**EXERCISE TASK 1**
According to the Hormuz recovery passage, when do S&P Global and other industry analysts expect operations to return to pre-crisis normalcy?

The pending Memorandum of Understanding (MOU) to end the conflict and reopen the Strait of Hormuz which was heavily brokered by Pakistan between the U.S. and Iran was signed on June 17. However, it is still considered a “pending” document in the trade world due to it being an interim framework agreement and not a finalized treaty. While it represents tentative good news, it introduces a complex set of operational challenges that will persist long after the ink dries.

Even as the agreement moves forward and initial steps to reopen the Strait begin, recovery across the global logistics network will be a gradual, step-by-step process. The global supply chain has been profoundly rerouted for over three and a half months; reversing a disruption of this magnitude takes considerable time.

The Phased Timeline for Port & Waterway Recovery

A general rule of logistics is that a major disruption takes at least twice its duration to fully unravel. S&P Global and other industry analysts do not expect a true return to pre-crisis operational normalcy until early to mid-2027.

The recovery is projected to unfold across several distinct operational windows:

Phase 1: Strait Clearance & Initial Traffic (Days 1–30)

The immediate focus is clearing the backlog of an estimated 500 commercial vessels waiting to enter and the 1,550+ vessels stranded inside the Gulf. Industry groups project it will take at least a month just to reach 50% of pre-war daily transit volumes as operators cautiously test the waters and await mine-clearing verification.

Phase 2: Emergency Surcharge (EFS/BAF) Easing (Days 30–60)

**MATERIALS PROVIDED**

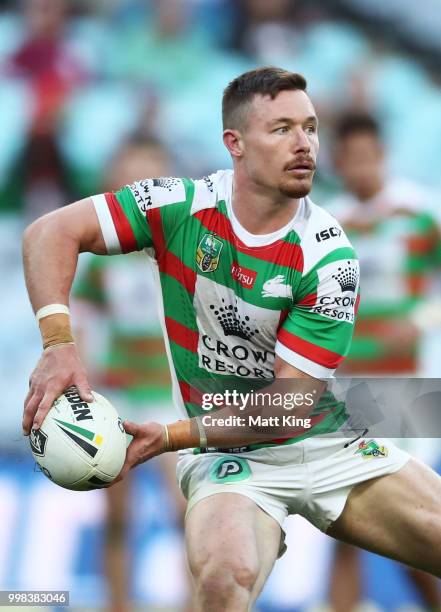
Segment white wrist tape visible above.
[35,304,69,321]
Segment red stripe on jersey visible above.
[195,208,303,271]
[277,329,344,368]
[162,251,196,293]
[165,317,199,353]
[147,208,165,256]
[277,308,289,331]
[147,208,196,293]
[297,293,317,306]
[104,192,138,253]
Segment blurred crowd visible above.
[0,0,441,610]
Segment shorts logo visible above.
[355,440,389,459]
[231,261,257,289]
[210,457,251,483]
[196,234,224,272]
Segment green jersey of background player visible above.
[24,68,441,611]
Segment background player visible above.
[329,112,441,612]
[73,136,186,612]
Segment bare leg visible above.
[329,542,361,612]
[406,567,441,612]
[327,459,441,577]
[104,475,131,612]
[186,493,281,612]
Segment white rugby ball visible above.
[29,387,126,491]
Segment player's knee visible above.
[196,559,259,598]
[421,511,441,555]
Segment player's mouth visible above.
[286,159,315,178]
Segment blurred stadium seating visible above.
[0,0,441,612]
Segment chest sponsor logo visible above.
[196,234,224,272]
[262,274,292,298]
[231,261,257,289]
[194,275,280,378]
[312,259,360,323]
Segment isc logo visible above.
[315,226,341,242]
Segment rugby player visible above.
[23,68,441,612]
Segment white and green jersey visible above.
[93,170,359,452]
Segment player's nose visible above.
[292,128,311,153]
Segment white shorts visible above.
[177,436,410,552]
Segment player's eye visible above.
[274,125,289,134]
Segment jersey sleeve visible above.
[276,241,360,379]
[72,255,106,306]
[92,178,190,255]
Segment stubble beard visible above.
[279,176,312,199]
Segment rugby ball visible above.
[29,387,126,491]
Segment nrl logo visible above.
[196,234,224,272]
[355,440,389,459]
[262,274,292,298]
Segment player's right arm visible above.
[23,198,107,435]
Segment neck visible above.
[232,170,300,235]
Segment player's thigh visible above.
[185,493,282,591]
[104,474,132,530]
[327,459,441,576]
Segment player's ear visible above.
[223,130,244,157]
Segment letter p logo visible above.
[210,457,251,484]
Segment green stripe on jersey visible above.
[115,187,153,250]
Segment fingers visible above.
[123,421,139,438]
[32,387,63,429]
[74,378,95,403]
[22,390,43,436]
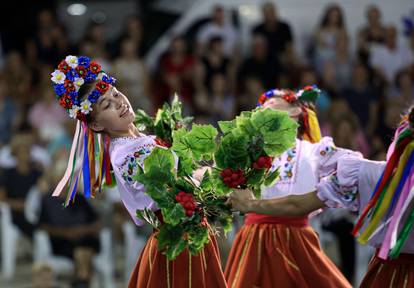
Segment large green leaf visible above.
[251,109,298,156]
[144,147,175,172]
[218,120,236,134]
[187,124,218,160]
[161,203,185,226]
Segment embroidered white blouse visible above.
[109,136,158,226]
[262,137,359,199]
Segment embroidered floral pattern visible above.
[271,147,297,183]
[119,143,154,185]
[319,145,337,156]
[329,173,358,208]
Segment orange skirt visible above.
[128,232,227,288]
[360,254,414,288]
[225,213,352,288]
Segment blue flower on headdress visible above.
[88,90,101,103]
[66,69,79,81]
[69,91,79,105]
[78,56,91,67]
[53,84,66,96]
[85,71,96,82]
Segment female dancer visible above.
[225,87,351,288]
[230,108,414,288]
[52,56,230,288]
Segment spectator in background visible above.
[357,5,386,65]
[370,25,414,84]
[38,150,102,287]
[195,73,235,124]
[239,34,281,89]
[26,9,60,64]
[112,15,146,57]
[28,84,67,143]
[0,75,19,147]
[252,2,294,67]
[201,37,233,89]
[80,22,112,73]
[236,76,266,111]
[314,4,347,73]
[113,38,152,111]
[197,5,237,57]
[158,36,194,108]
[0,132,41,239]
[389,69,414,107]
[342,63,378,135]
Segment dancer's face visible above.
[263,97,302,119]
[90,85,135,135]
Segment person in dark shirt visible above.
[252,2,293,62]
[343,63,378,134]
[37,148,102,287]
[0,132,41,238]
[239,34,280,89]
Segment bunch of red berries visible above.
[253,156,273,169]
[175,191,197,217]
[220,168,246,188]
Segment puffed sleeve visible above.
[313,137,362,179]
[111,136,158,225]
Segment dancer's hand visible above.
[227,189,256,213]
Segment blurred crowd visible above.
[0,3,414,288]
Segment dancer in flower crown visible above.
[225,87,352,288]
[230,108,414,288]
[52,56,230,288]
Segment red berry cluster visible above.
[253,156,273,169]
[175,191,197,217]
[220,168,246,188]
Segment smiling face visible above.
[89,85,135,136]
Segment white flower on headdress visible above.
[65,55,78,69]
[50,70,66,84]
[73,78,85,91]
[80,99,92,115]
[69,105,80,119]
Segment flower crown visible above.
[258,85,321,106]
[51,55,115,120]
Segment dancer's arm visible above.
[229,189,325,216]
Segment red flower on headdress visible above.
[76,111,86,122]
[96,81,109,94]
[75,65,88,78]
[282,91,297,103]
[89,61,102,74]
[64,79,76,92]
[259,94,267,105]
[58,60,72,74]
[59,94,73,109]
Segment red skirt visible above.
[128,232,227,288]
[225,213,352,288]
[360,254,414,288]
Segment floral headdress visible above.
[51,55,115,120]
[51,55,115,206]
[258,85,321,143]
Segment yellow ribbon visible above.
[303,108,322,143]
[358,142,414,244]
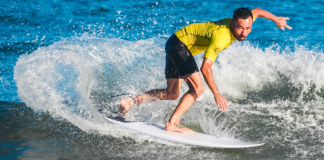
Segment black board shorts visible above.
[165,34,199,78]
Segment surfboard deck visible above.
[103,113,264,148]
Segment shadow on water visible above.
[0,102,270,159]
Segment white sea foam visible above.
[14,34,324,151]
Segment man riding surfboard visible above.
[119,8,292,133]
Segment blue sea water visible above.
[0,0,324,159]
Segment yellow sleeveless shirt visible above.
[175,15,255,62]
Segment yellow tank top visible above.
[175,16,255,62]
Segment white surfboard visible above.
[103,114,264,148]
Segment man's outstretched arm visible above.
[252,8,292,31]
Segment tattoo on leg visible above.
[175,124,184,128]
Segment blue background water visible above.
[0,0,324,159]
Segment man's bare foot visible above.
[118,98,135,116]
[165,122,194,134]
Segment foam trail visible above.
[14,34,324,152]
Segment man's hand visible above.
[251,8,292,31]
[214,94,228,112]
[275,17,292,31]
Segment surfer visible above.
[119,8,292,133]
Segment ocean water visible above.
[0,0,324,160]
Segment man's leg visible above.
[165,72,205,133]
[118,78,183,115]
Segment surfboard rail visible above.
[103,114,264,148]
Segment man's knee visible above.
[167,92,180,100]
[195,86,205,98]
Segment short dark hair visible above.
[233,8,253,21]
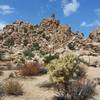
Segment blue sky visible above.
[0,0,100,36]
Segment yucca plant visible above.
[48,54,94,100]
[4,79,23,95]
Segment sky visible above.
[0,0,100,37]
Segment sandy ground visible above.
[0,67,100,100]
[0,71,54,100]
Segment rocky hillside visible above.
[0,17,83,52]
[0,15,100,62]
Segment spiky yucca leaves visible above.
[4,79,23,95]
[49,54,91,100]
[48,54,85,83]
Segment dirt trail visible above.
[0,71,54,100]
[0,67,100,100]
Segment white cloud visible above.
[80,20,100,27]
[49,0,56,2]
[62,0,80,16]
[0,23,6,30]
[0,5,14,15]
[95,8,100,16]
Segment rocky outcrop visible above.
[89,27,100,42]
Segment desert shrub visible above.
[4,79,23,95]
[68,42,75,50]
[48,54,85,83]
[44,54,59,63]
[0,70,3,76]
[48,54,94,100]
[31,43,40,51]
[19,62,41,76]
[0,83,5,96]
[54,80,96,100]
[23,49,33,59]
[4,37,14,47]
[0,51,4,60]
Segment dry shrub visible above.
[19,62,41,76]
[4,79,23,95]
[0,70,3,76]
[49,54,95,100]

**EXERCISE TASK 2**
Rewrite the rows from the line containing "Segment letter p logo visible above." down to the line containing "[239,34,280,89]", keeping every line and adding -103 to each bounding-box coordinate. Leave the pictures out.

**FINAL ANSWER 1**
Early to mid-2027.

**FINAL ANSWER 2**
Segment letter p logo visible above.
[107,354,148,381]
Segment green stripe on jersey visible above.
[12,84,50,147]
Segment fingers visible above.
[20,318,36,335]
[-71,284,-40,326]
[-29,275,-8,300]
[-81,287,-60,333]
Segment large green leaf visible above.
[148,6,195,53]
[41,44,72,69]
[115,17,133,31]
[84,21,115,57]
[58,100,82,123]
Segment embroidered white blouse visible above.
[6,33,55,123]
[159,34,256,96]
Segment embroidered floral pattern visible above.
[168,44,194,80]
[16,40,51,82]
[216,42,234,53]
[226,70,255,105]
Segment orange skirt visible above.
[25,129,124,185]
[257,151,311,185]
[122,110,249,185]
Segment blue flower on headdress visible above.
[-15,-13,-2,0]
[-37,-34,-24,-22]
[-34,-12,-24,2]
[-25,-47,-12,-36]
[-50,-19,-37,-7]
[-18,-32,-7,-21]
Segment female dancer visible above.
[122,-16,248,185]
[127,5,311,185]
[-51,-47,127,185]
Segment spectator in background visible above.
[254,-98,283,-38]
[267,-78,311,-19]
[-65,47,-1,184]
[92,-30,132,21]
[136,-69,178,-14]
[-77,-94,-43,-39]
[9,-88,43,-46]
[-75,-19,-36,40]
[-103,-28,-84,44]
[149,-101,191,-36]
[98,-66,130,-14]
[-23,-81,9,-30]
[133,-27,163,8]
[211,-99,244,-30]
[10,-65,49,8]
[94,-98,134,-46]
[55,-67,91,5]
[-103,29,-62,136]
[286,-34,311,4]
[239,-40,275,32]
Segment dancer's face visible above.
[160,-6,199,16]
[-13,-18,32,32]
Segment person in dark shirt visible above.
[149,-101,190,-41]
[240,-40,275,31]
[-66,45,-1,184]
[-103,29,-62,135]
[136,-69,177,-14]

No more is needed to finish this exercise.